• [PROBLEM TO SOLVE]: Please reproduce exactly the line that contains "Query: white wall" and every line after it through the end of the records below, adding nothing else.

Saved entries
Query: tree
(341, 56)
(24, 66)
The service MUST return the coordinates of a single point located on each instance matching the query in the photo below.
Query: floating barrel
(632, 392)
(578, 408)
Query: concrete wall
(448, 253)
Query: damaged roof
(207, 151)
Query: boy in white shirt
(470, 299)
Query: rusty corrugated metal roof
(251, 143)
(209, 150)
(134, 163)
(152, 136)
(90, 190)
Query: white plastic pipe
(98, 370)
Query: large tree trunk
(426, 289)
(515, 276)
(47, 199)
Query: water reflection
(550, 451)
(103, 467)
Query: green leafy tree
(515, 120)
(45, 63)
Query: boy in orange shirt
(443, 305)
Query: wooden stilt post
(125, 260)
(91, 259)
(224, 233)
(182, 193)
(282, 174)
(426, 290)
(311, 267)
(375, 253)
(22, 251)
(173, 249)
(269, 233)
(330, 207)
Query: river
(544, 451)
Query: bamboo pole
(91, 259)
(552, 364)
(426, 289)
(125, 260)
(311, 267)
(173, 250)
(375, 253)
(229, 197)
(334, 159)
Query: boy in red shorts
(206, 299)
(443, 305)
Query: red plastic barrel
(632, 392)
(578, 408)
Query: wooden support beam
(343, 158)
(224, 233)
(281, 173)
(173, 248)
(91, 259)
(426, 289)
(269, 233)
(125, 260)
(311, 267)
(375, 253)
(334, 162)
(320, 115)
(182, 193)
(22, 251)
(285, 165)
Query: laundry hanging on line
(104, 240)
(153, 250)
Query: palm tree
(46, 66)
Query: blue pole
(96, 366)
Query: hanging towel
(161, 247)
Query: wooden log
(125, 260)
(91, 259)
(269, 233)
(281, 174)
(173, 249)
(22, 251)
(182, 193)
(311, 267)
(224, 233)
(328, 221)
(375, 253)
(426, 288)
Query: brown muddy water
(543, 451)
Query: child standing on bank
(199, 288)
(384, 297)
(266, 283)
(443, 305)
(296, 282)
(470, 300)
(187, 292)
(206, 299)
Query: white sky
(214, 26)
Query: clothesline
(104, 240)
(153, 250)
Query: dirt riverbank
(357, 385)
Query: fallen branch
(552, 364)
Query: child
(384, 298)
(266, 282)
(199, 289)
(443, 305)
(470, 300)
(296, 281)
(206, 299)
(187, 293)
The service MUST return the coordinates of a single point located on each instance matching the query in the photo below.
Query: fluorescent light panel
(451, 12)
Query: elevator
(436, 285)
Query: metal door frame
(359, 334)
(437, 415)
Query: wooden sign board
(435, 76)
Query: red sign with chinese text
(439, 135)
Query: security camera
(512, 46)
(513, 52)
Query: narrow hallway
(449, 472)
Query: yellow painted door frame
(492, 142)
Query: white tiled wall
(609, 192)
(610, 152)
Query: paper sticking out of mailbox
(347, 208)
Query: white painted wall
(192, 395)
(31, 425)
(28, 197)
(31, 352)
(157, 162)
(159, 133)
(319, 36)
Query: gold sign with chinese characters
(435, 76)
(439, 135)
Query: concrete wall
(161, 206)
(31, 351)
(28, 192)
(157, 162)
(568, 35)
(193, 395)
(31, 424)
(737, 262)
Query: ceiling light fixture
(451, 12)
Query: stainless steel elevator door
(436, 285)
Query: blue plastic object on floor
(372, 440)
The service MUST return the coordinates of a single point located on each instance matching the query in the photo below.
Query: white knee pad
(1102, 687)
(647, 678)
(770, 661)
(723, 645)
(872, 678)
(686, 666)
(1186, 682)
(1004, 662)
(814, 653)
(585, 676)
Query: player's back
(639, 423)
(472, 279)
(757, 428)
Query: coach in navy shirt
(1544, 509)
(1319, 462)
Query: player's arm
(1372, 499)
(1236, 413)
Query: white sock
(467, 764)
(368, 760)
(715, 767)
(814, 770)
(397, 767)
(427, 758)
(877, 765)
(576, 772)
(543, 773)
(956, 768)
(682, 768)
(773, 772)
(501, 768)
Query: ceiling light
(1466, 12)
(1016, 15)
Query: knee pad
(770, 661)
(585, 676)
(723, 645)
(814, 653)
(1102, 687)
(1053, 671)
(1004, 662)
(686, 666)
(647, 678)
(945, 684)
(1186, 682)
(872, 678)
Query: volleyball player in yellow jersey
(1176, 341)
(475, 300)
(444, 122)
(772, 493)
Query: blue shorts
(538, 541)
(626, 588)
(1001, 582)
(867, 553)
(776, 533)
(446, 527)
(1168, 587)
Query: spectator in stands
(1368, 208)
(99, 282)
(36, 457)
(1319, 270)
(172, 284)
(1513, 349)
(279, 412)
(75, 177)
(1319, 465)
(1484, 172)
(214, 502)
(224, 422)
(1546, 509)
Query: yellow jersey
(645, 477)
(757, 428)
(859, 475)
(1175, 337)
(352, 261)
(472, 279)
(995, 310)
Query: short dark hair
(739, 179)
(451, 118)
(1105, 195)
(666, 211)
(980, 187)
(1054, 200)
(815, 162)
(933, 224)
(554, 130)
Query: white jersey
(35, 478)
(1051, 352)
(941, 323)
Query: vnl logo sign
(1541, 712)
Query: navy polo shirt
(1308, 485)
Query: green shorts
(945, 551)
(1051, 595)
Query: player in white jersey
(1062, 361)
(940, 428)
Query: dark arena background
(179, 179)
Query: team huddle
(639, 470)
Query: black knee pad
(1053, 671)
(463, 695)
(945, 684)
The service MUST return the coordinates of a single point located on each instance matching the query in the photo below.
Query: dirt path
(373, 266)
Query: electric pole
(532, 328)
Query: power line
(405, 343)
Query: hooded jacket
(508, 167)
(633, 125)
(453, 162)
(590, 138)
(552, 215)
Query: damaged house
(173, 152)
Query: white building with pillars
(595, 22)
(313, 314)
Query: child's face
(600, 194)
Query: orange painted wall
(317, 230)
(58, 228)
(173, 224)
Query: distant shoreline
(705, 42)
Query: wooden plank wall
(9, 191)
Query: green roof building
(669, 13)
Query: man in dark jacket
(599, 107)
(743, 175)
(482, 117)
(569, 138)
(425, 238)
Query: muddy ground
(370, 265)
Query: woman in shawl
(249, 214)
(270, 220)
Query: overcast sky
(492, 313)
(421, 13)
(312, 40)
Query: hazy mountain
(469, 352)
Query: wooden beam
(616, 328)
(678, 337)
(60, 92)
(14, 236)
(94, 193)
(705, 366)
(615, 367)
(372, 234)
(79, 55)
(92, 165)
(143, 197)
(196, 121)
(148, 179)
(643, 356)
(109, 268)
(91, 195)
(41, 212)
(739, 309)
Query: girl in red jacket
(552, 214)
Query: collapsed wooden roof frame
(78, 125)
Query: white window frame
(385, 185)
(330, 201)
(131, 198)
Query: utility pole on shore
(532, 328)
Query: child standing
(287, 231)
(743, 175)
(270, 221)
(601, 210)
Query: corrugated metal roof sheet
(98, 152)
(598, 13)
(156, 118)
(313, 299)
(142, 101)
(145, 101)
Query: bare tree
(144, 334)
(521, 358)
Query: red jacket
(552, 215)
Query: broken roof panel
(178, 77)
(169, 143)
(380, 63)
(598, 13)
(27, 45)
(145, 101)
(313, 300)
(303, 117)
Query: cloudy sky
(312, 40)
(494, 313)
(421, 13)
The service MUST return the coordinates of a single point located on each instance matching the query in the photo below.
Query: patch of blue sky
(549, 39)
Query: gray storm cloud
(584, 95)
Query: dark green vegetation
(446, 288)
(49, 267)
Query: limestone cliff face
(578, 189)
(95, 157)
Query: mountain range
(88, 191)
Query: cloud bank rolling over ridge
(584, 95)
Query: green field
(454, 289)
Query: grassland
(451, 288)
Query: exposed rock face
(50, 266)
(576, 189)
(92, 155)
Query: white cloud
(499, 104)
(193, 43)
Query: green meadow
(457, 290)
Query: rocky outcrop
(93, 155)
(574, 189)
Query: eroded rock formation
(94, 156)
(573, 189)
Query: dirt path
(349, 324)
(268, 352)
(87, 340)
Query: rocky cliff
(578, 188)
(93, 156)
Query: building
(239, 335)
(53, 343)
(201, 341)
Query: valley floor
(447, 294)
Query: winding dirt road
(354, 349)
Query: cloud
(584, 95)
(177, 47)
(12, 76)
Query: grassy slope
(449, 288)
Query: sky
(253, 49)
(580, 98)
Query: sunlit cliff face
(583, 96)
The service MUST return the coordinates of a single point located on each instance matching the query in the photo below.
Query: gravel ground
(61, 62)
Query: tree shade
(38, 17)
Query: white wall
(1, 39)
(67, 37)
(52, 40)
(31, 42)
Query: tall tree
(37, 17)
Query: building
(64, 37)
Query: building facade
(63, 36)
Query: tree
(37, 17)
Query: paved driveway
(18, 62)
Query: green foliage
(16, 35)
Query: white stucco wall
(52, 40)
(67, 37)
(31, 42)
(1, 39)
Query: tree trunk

• [TASK SOLUTION]:
Query: white wall
(1, 39)
(67, 37)
(52, 40)
(31, 42)
Query: tall tree
(37, 17)
Query: building
(64, 37)
Query: building facade
(63, 36)
Query: tree
(37, 17)
Query: paved driveway
(18, 62)
Query: green foliage
(16, 35)
Query: white stucco wall
(52, 40)
(67, 37)
(31, 42)
(1, 39)
Query: tree trunk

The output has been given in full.